TASK BRIEF
Return each of the rows below word for word, leaving out the pictures.

(Data items)
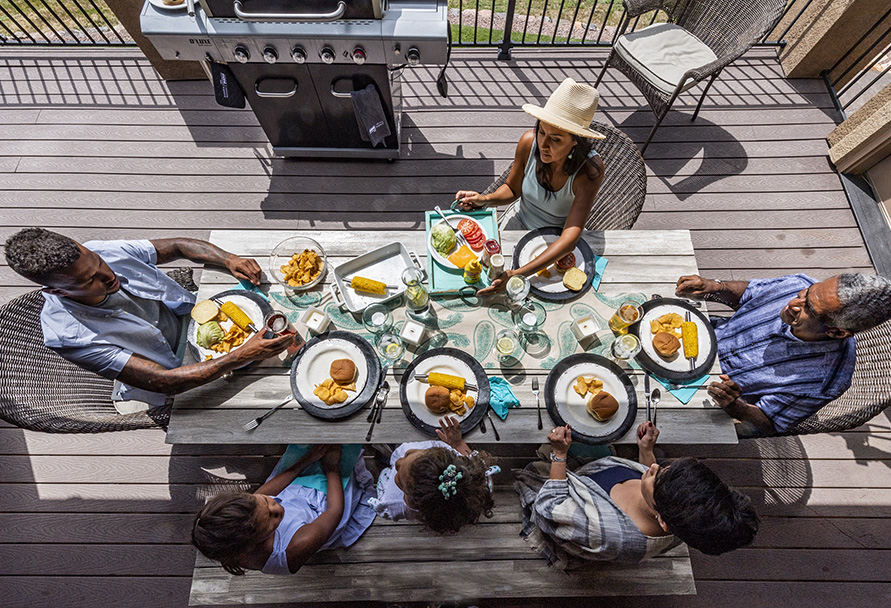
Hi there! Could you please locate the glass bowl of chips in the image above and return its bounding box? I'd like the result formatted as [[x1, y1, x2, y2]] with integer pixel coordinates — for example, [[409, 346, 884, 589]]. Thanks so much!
[[269, 236, 328, 291]]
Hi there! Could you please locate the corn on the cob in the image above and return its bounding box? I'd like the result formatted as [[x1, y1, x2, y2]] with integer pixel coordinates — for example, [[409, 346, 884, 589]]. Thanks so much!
[[220, 302, 251, 331], [681, 321, 699, 359], [427, 372, 464, 391], [350, 277, 387, 296]]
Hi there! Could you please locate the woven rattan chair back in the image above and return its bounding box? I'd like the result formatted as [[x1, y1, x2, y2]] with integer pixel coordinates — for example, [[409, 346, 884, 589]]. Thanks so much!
[[595, 0, 786, 153], [0, 291, 170, 433], [482, 121, 647, 230], [784, 321, 891, 435]]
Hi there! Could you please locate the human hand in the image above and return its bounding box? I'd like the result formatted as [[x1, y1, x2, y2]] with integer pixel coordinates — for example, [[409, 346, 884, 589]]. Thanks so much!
[[455, 190, 487, 211], [231, 330, 298, 361], [637, 420, 659, 452], [436, 416, 464, 452], [321, 444, 343, 473], [708, 374, 742, 416], [674, 274, 721, 300], [548, 424, 572, 458], [223, 253, 260, 285]]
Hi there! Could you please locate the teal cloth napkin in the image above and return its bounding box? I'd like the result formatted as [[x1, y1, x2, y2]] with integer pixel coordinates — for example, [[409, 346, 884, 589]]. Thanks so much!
[[591, 255, 609, 291], [650, 374, 710, 403], [489, 376, 520, 420], [267, 444, 362, 494]]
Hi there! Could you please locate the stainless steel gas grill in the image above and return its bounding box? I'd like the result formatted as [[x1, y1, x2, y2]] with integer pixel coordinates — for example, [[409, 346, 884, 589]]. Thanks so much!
[[141, 0, 448, 159]]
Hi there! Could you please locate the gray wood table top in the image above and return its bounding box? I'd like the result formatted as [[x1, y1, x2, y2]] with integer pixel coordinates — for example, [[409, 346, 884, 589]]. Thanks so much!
[[167, 230, 737, 444]]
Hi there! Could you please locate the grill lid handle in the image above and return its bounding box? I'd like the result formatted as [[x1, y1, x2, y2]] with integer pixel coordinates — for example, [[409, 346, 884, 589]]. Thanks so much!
[[233, 0, 346, 21]]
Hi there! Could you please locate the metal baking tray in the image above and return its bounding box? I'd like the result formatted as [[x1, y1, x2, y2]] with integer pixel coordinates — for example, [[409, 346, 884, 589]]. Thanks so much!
[[328, 243, 427, 313]]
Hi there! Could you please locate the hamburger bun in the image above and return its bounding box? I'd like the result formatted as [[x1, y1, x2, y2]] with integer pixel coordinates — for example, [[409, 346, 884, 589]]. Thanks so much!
[[586, 391, 619, 422], [328, 359, 356, 384], [653, 331, 681, 357], [424, 386, 451, 415]]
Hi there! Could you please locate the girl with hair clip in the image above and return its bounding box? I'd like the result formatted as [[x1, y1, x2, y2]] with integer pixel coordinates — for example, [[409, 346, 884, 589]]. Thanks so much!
[[368, 416, 501, 533], [192, 445, 375, 575]]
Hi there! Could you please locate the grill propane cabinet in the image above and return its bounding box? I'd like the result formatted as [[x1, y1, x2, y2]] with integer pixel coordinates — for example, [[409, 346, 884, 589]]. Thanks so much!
[[140, 0, 449, 159]]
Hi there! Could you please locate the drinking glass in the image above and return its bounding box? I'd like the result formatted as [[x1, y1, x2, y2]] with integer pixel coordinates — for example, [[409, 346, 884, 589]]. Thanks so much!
[[609, 300, 643, 335], [362, 304, 393, 334], [610, 334, 640, 361], [375, 333, 405, 361]]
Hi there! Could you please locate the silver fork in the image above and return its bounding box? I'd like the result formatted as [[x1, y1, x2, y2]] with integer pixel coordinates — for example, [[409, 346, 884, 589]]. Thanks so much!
[[532, 378, 544, 430], [241, 395, 293, 431]]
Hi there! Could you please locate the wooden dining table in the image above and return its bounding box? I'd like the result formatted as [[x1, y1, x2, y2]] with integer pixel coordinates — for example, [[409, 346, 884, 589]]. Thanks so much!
[[167, 230, 737, 444]]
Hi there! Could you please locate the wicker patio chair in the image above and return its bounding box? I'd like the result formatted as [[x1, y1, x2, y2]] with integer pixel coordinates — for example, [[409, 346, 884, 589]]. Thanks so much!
[[482, 121, 647, 230], [783, 321, 891, 435], [594, 0, 786, 154], [0, 268, 197, 433]]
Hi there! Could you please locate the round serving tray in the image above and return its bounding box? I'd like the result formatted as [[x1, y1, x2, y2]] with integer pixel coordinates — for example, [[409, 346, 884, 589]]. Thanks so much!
[[291, 330, 381, 420], [399, 348, 490, 437], [628, 298, 718, 383], [513, 228, 594, 302], [544, 353, 637, 445]]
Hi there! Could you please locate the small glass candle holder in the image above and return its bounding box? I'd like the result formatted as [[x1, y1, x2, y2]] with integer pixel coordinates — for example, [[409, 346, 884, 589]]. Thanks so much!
[[570, 315, 602, 342], [513, 301, 548, 333], [399, 319, 426, 346], [375, 333, 405, 361], [300, 306, 331, 334], [362, 304, 393, 334]]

RESULT OF THIS TASK
Hi there! Could you please locate the glass bowl of chips in the image above and return its bounding box? I'd like the result formatted as [[x1, y1, x2, y2]] with integer pixel coordinates — for example, [[409, 346, 884, 589]]. Thanks so much!
[[269, 236, 328, 291]]
Hi there! Could you please locate the corn on the cob in the image above and return its bounding box? I'd like the result formatted as [[x1, y1, x2, y2]] with integer pixel coordinates — for example, [[409, 346, 884, 589]]. Thanks so much!
[[220, 302, 251, 331], [681, 321, 699, 359], [427, 372, 464, 391], [350, 277, 387, 296]]
Hi there! Could you please locate the woven rattan chair back in the image above and return its bounding box? I'd like the result formatted as [[x1, y1, x2, y2]] with integer pixel coordinates — for example, [[409, 346, 884, 589]]. Thanks so much!
[[595, 0, 786, 153], [0, 291, 170, 433], [482, 121, 647, 230], [784, 321, 891, 435]]
Hi there! Could you please locate the human hand in the image above and return its bounding box? I'd like the result formatted as [[x1, y1, x2, y2]] with integer pixel coordinates — for example, [[409, 346, 884, 589]]. Thanks so much!
[[455, 190, 487, 211], [231, 330, 298, 361], [637, 420, 659, 452], [436, 416, 464, 452], [321, 444, 343, 473], [708, 374, 742, 416], [674, 274, 721, 300], [548, 424, 572, 458], [223, 253, 260, 285]]
Hi there! Could you please locate the teal cloth napkin in the image above and return its bounding box? I'd like the result formatted as [[x1, y1, x2, y2]] with integer pixel coordinates — for example, [[409, 346, 884, 589]]. Thanks so much!
[[591, 255, 609, 291], [650, 374, 710, 403], [489, 376, 520, 420], [267, 444, 362, 494]]
Hi there! Could you please locate the stainless steel gas grill in the image above and return its bounding box? I'd like the result formatted as [[x1, y1, x2, y2]] with integer pixel coordinates — for example, [[409, 346, 884, 589]]. Thanks so much!
[[141, 0, 448, 159]]
Hi there! Could you please locate the gray wood table top in the image above and return its bounding box? I'd like the result formatted as [[x1, y1, x2, y2]] with integer pixel coordinates — for example, [[409, 346, 884, 589]]. Thanks so much!
[[167, 230, 737, 444]]
Hi there! Could you please locate the grill lid handle in the image above and return its bounding box? I'd like the result formatted as [[x1, y1, x2, y2]] with integer pixel coordinates — for example, [[409, 346, 884, 589]]. Thanks so much!
[[233, 0, 346, 21]]
Hi there! Could you please locate the metal baking tray in the image above and return its bounding box? I'd like the result formatted as [[x1, y1, x2, y2]] with integer pixel coordinates — for example, [[409, 346, 884, 589]]. Thanks so much!
[[328, 243, 427, 313]]
Hi there! Could you please locate the hamburger bun in the image above and return its bounding box? I'd like the result formatted as [[x1, y1, x2, y2]] with integer pixel coordinates — for example, [[409, 346, 884, 589]]. Thanks so much!
[[586, 391, 619, 422], [328, 359, 356, 384], [653, 331, 681, 357], [424, 386, 451, 415]]
Hi there! Could you please locate the girl with hair clip in the image above and return its bounding box? I'd like the result formatted as [[x1, y1, x2, y2]] with integer pixel coordinates — for example, [[409, 346, 884, 589]]. Thanks so much!
[[368, 416, 501, 533], [192, 445, 375, 575]]
Hi there! Could you please locate the grill propane cabinet in the image above and return its bounding box? I'd like the result formatted as [[x1, y1, x2, y2]] with integer pixel coordinates — for example, [[409, 346, 884, 589]]. Thanks so much!
[[140, 0, 449, 159]]
Hi there! Could you please locate the drinking glass in the image above and return its bounding box? I'd like the result formatted as [[x1, y1, x2, y2]] with integer pixel coordinates — for example, [[409, 346, 884, 589]]. Thanks so much!
[[609, 300, 643, 335], [362, 304, 393, 334], [610, 334, 640, 361], [375, 333, 405, 361]]
Hi there! Could you please locate the silver fork in the image above and return its bounding box? I'd like the result formatted as [[x1, y1, x2, y2]] with integer pixel coordinates — for example, [[409, 346, 884, 589]]. Thanks so much!
[[532, 378, 544, 430], [241, 395, 293, 431]]
Hi there! Could you please locate the wooden dining table in the image above and return its bounding box? I'd like the result formatted as [[x1, y1, x2, y2]] with integer pixel coordinates — for example, [[409, 346, 884, 589]]. Thanks so much!
[[167, 230, 737, 444]]
Hi there! Could you please locate the wicker patio chair in the image above and return its bounding box? I'd like the result formatted as [[x1, y1, x2, y2]] with integer pixel coordinates — for example, [[409, 346, 884, 589]]. Thanks so much!
[[482, 121, 647, 230], [783, 321, 891, 435], [594, 0, 786, 154], [0, 268, 197, 433]]
Hi there! Could you please locate the round serving tray in the image above and return its bounding box? I'd like the result formatted as [[x1, y1, x2, y2]] with integer pixel coordinates — for example, [[409, 346, 884, 589]]. Thanks so much!
[[291, 330, 381, 420], [399, 348, 490, 437], [628, 298, 718, 383], [513, 228, 594, 302], [544, 353, 637, 445]]
Hi there! Could you please locate the small glass candle holder in the image above and return its bounding box? I'd like the result formatted as [[x1, y1, x2, y2]] with integer pixel coordinates — for example, [[409, 346, 884, 589]]. Thanks so much!
[[570, 315, 602, 342], [513, 301, 548, 333], [399, 319, 426, 346], [375, 333, 405, 361], [300, 306, 331, 334], [362, 304, 393, 334]]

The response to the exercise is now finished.